Axe 2 : Enjeux politiques et culturels de l'hybridité : postcolonialisme, métissages et écologies du vivant
Dans le sillage des travaux de Homi Bhabha, l’hybridité peut être comprise comme un third space, un espace d’entre-deux où s’inventent de nouvelles identités et de nouvelles pratiques culturelles à partir de la rencontre entre différentes traditions esthétiques et politiques (Bhabha 2007). Les scènes « transculturelles » -du Théâtre du Soleil à l’Odin Teater, en passant par les expériences de Peter Brook ou de Richard Schechner- ou les pratiques telles que le Code-switching, réactivent cette dynamique. Ces hybridations soulèvent alors des questions politiques et culturelles : comment les scènes contemporaines mettent-elles en jeu, voire déplacent-elles, les « traditions » et les frontières entre identité et altérité ? Dans quelles mesures reproduisent-elles ou déplacent-elles les tensions entre une culture « dominante » et une culture « dominée » ? Quels nouveaux passages entre les « lieux de la culture » (Bhabha 2007) se glissent dans l’héritage de l’histoire coloniale opposant « peaux noires, masques blancs » (Fanon 1952) ? La question du métissage comme processus non linéaire, générateur d’un résultat « imprévisible et imprévu » (Glissant 2001) peut également être explorée, notamment dans des pratiques artistiques nées dans les contextes de créolisation. Dans quelle mesure l’hybridité scénique permet-elle de créer des « tiers espaces » où les traditions et identités culturelles dialoguent ou entrent en tension ?
Enfin, les hybridités scéniques interrogent l’identité et la place de chaque être, humain et non humain, engageant également une réflexion écologique sur les espaces scéniques. Les pratiques site-specific, les dispositifs numériques ou les performances situées dans des musées et des terrains vernaculaires montrent que la forme théâtrale se négocie toujours avec l’architecture, la mémoire des lieux et la présence des publics (Pearson 2010). Ces écologies du vivant élargissent l’hybridité au-delà du culturel pour inclure des interactions entre humains, environnements et techniques. Comment les pratiques artistiques interrogent-elles la relation entre nature et culture, humain et non-humain, vivant et technique ? Dans quelle mesure les écologies scéniques questionnent-elles la durabilité, la mémoire des lieux et l’empreinte culturelle ou écologique des performances ? Comment les hybridités postcoloniales et écologiques se combinent-elles pour produire des formes scéniques inédites ou disruptives ?
□ □ □ □
◆ CONSIGNES
a: Que répondre à ces questions sur le texte sur l'hybridité scénique ?
(i) Par quelle expression anglaise l'hybridité est-elle désignée dans le sillage des travaux de Homi Bhabha ?
(ii) À quel auteur l'expression « peaux noires, masques blancs » est-elle attribuée ?
(iii) D'après la référence à Pearson, avec quoi la forme théâtrale se négocie-t-elle toujours ?
b: Pouvez-vous réécrire sous forme de liste, en conservant ses idées principales, le paragraphe du texte sur l'hybridité scénique qui commence par « Enfin, les hybridités scéniques » ?
c: Pourriez-vous reprendre le texte sur l'hybridité scénique et le prolonger après sa dernière phrase ?
Les données qui suivent n'ont aucun rapport avec le texte sur l'hybridité scénique.

◆ DONNÉES RECUEILLIES
□ □ □ □
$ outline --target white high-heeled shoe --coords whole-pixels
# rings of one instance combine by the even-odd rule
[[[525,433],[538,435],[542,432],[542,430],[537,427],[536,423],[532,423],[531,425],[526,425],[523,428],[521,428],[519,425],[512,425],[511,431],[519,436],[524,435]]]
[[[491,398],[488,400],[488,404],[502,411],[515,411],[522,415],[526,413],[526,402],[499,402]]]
□ □ □ □
◆ RÉSULTATS ATTENDUS
a:
(i) Third space, un espace d'entre-deux.
(ii) À Fanon (1952).
(iii) Avec l'architecture, la mémoire des lieux et la présence des publics.

b:
- Les hybridités scéniques interrogent l'identité et la place de chaque être, humain et non humain. Elles engagent une réflexion écologique sur les espaces scéniques.
- Les pratiques site-specific, les dispositifs numériques et les performances dans des musées ou des terrains vernaculaires montrent que la forme théâtrale se négocie avec l'architecture, la mémoire des lieux et la présence des publics (Pearson 2010).
- Ces écologies du vivant étendent l'hybridité au-delà du culturel, aux interactions entre humains, environnements et techniques.
- Questions soulevées :
  - le rapport entre nature et culture, humain et non-humain, vivant et technique ;
  - la durabilité, la mémoire des lieux et l'empreinte culturelle ou écologique des performances ;
  - la combinaison des hybridités postcoloniales et écologiques pour créer des formes scéniques inédites ou disruptives.

c:
Axe 3 : Hybridités historiques, transhistoriques, anachronismes et temporalités multiples
En France, on connaît les premières manifestations de spectacles dits « mixtes » (opéra, musique et théâtre) dès 1659 (De Luca, 2024). Les grandes étapes de l’évolution ou les tournants de ces pratiques scéniques s’étendent du XVIIIe au XXIe siècle, et leur théorisation s’est notamment consolidée au sein des mouvements d’avant-garde du début du XXe siècle. Depuis la modernité et la postmodernité, ces formes occupent une place récurrente dans le champ des recherches en arts et de la théorie esthétique, selon des approches disciplinaires variées (sociologie, littérature, études culturelles, études théâtrales et performatives, etc.). Néanmoins, il convient de souligner que la terminologie demeure hétérogène, des dispositifs d’hybridité aux hybridations entre les arts et esthétiques « mélangistes » (De Luca, 2024). Une question émerge : convient-il de considérer ces pratiques comme un genre à part entière ou comme des formes/pratiques artistiques expérimentales?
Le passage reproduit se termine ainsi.